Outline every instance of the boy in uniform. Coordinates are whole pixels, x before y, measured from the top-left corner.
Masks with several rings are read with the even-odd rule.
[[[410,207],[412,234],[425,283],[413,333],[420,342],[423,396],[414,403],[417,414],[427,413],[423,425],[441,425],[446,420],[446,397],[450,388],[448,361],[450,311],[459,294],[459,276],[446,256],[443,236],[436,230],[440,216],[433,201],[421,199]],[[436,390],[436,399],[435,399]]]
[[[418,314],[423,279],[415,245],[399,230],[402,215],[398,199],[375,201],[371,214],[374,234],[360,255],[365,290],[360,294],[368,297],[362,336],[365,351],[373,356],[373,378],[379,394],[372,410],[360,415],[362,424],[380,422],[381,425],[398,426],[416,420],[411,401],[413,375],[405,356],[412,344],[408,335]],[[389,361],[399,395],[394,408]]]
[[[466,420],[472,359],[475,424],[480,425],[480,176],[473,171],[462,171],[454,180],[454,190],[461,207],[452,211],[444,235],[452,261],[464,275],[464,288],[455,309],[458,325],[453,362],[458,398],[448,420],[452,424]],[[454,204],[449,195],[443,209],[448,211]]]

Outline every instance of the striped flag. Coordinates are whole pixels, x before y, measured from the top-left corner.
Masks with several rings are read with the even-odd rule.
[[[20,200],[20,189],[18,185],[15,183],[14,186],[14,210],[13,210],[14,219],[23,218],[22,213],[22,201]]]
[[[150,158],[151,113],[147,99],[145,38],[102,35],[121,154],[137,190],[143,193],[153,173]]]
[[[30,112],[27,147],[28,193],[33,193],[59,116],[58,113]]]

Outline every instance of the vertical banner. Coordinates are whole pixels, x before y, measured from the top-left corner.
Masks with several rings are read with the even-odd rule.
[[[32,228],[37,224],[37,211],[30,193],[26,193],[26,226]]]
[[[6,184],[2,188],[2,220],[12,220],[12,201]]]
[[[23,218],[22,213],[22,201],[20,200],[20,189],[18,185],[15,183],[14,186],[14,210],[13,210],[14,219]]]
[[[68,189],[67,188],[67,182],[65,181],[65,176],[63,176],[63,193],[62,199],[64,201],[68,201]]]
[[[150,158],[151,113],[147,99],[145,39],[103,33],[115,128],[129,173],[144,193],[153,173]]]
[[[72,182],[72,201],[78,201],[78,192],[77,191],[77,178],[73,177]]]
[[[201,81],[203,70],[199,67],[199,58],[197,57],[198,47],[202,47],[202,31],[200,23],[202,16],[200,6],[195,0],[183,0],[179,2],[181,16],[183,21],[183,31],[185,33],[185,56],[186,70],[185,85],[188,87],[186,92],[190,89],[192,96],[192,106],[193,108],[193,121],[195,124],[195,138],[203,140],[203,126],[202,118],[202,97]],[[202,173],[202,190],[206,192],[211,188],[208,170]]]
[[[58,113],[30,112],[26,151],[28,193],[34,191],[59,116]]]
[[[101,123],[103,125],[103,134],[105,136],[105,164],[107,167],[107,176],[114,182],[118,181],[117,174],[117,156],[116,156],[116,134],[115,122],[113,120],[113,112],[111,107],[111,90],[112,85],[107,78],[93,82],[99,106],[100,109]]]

▶ WHAT IS NEEDED
Copy the items word for word, starting at the line that contains "Outline every instance of the striped" and ending at the line that contains "[[[30,112],[27,147],[28,193],[33,193],[59,116],[58,113]]]", both included.

▶ CORRECT RESULT
Outline every instance of the striped flag. Coordinates are whole pixels, x before y, measured from the top-left corner.
Masks with several rings are read with the even-odd rule.
[[[20,200],[20,189],[18,185],[15,183],[14,186],[14,210],[13,210],[14,219],[23,218],[22,213],[22,201]]]
[[[150,158],[151,113],[147,99],[145,38],[102,35],[121,154],[137,190],[143,193],[153,173]]]
[[[30,112],[27,147],[28,193],[33,193],[59,116],[58,113]]]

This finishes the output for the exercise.